__Text block__
# Camshaft timing 2.0 SFI



## audi-man (Jun 2, 2009)

Can someone help? I’ve seen lots of post that say there should be 16 links between the notches on the inlet and exhaust camshaft. However my exhaust cam has two marks on it. This is what’s causing me the problem. Which one do I use? My engine is a 2.0 SFI. 2004 model. Engine code is AXW. I've posted a pic of the cams showing the 2 marks on the inlet. Any help would be appreciated.


----------



## audi-man (Jun 2, 2009)

Sorry. the 2 marks are on the exhaust cam. There is only one on the inlet cam


----------



## [email protected] USA (May 17, 2007)

*Re: Camshaft timing 2.0 SFI (audi-man)*

The procedure is to remove the adjuster that is on the exhaust cam. Install the cams and lock them in place with the special tool. Then install the chain and adjuster which will put the chain in the correct place. 
I've done it without removing the adjuster putting the chain on with the cams int he position they would be with the cams lined up to where the tool that locks them in place would be and had it work right every time. I don't have a pic of the tool on me or the part number off the top of my head. IF you saw how it sat in the manual I think you'd get exactly what I am saying.
You really need the cam locking tool to make sure everything is lined up correctly.


----------



## 2pt0tee (Apr 28, 2008)

*Re: Camshaft timing 2.0 SFI ([email protected])*


_Quote, originally posted by *[email protected]* »_You really need the cam locking tool to make sure everything is lined up correctly. 

I did exactly what Chris said when I had to replace my intake cam... the adjuster wheel didn't want to come off (because the hulk apparently installed the polydrive bolt himself)... so I took both cams out with the chain on them... and set them back in place the same way. I had use a paint pen to mark the chain and teeth on each gear to be sure I got the right number of links when I put it back in.
Here's the tool, in place, as Chris described (in fact, that is Chris' tool that he loaned me):


----------



## audi-man (Jun 2, 2009)

Thanks for your reply guy’s. The photo with the locking tool in place is really very helpful as it shows the position of the cams and the cut-out in the shafts. Can you remember how many links you counted and which mark on the exhaust cam you used? I don’t have the tool as it cost £80.00 and I’m only (hopefully) going to ever need it once. I’ve used the mark at the base of the exhaust sprocket and counted 17 links to the inlet mark. 16 links looks just of centre to me.

__Data excerpts__
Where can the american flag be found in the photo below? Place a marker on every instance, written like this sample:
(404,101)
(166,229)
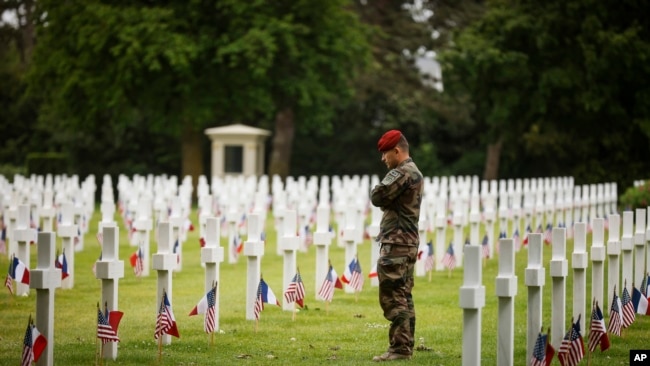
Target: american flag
(485,247)
(548,234)
(105,331)
(356,281)
(137,262)
(515,238)
(597,332)
(628,308)
(295,291)
(528,231)
(543,352)
(429,260)
(615,317)
(165,323)
(326,291)
(264,295)
(210,315)
(572,349)
(8,281)
(33,345)
(449,259)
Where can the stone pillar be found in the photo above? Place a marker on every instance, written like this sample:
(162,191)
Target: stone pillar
(253,250)
(164,262)
(23,236)
(212,256)
(110,269)
(613,259)
(535,280)
(472,300)
(506,290)
(579,264)
(67,232)
(598,260)
(559,272)
(45,279)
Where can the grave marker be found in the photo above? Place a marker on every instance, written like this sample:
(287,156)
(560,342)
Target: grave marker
(45,279)
(110,269)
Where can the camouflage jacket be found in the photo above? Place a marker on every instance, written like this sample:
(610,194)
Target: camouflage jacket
(399,196)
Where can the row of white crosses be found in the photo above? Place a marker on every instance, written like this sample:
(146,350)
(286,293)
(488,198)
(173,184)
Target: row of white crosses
(635,243)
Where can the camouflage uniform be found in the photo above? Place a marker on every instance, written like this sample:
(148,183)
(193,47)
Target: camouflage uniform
(399,196)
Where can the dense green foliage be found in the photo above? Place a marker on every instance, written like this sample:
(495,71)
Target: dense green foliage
(531,88)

__What you need to do__
- A) In the camshaft timing thread, how many links did audi-man count from the mark at the base of the exhaust sprocket to the inlet mark?
- B) Write what comes next in the camshaft timing thread, picking up after its final post.
The items above are separate from the camshaft timing thread.

__Task-by-task answers__
- A) He counted 17 links.

- B)
Thanks


----------



## 2pt0tee (Apr 28, 2008)

*Re: (audi-man)*

Well I made my own marks, and unfortunately it was over a year ago... so I don't remember the count... sorry man, pics are the best I can do for ya.


----------



## audi-man (Jun 2, 2009)

Thanks. You've been a great help. I'll go with the pics and let you know how i get on. I should have it running by the weekend.
Thanks


----------



## audi-man (Jun 2, 2009)

Hi 2pt0tee, got the car running using the pics you sent. I used the mark at the base of the exhaust cam and counted 17 links between the mark on inlet cam. It ran perfect in the garage then took it for a run. 5 minutes on the road the warning lights came on and it started misfiring. I thought I’d missed something but it turned out to be a coil that packed up. Fit a new one and it’s been fine since then.
Thanks again


----------



## shortydub (Oct 13, 2004)

*Re: (audi-man)*

would a cam locking tool from snapon or matco work or do you really need the vag specific part?


----------



## 2pt0tee (Apr 28, 2008)

*Re: (audi-man)*


_Quote, originally posted by *audi-man* »_Hi 2pt0tee, got the car running using the pics you sent. I used the mark at the base of the exhaust cam and counted 17 links between the mark on inlet cam. It ran perfect in the garage then took it for a run. 5 minutes on the road the warning lights came on and it started misfiring. I thought I’d missed something but it turned out to be a coil that packed up. Fit a new one and it’s been fine since then.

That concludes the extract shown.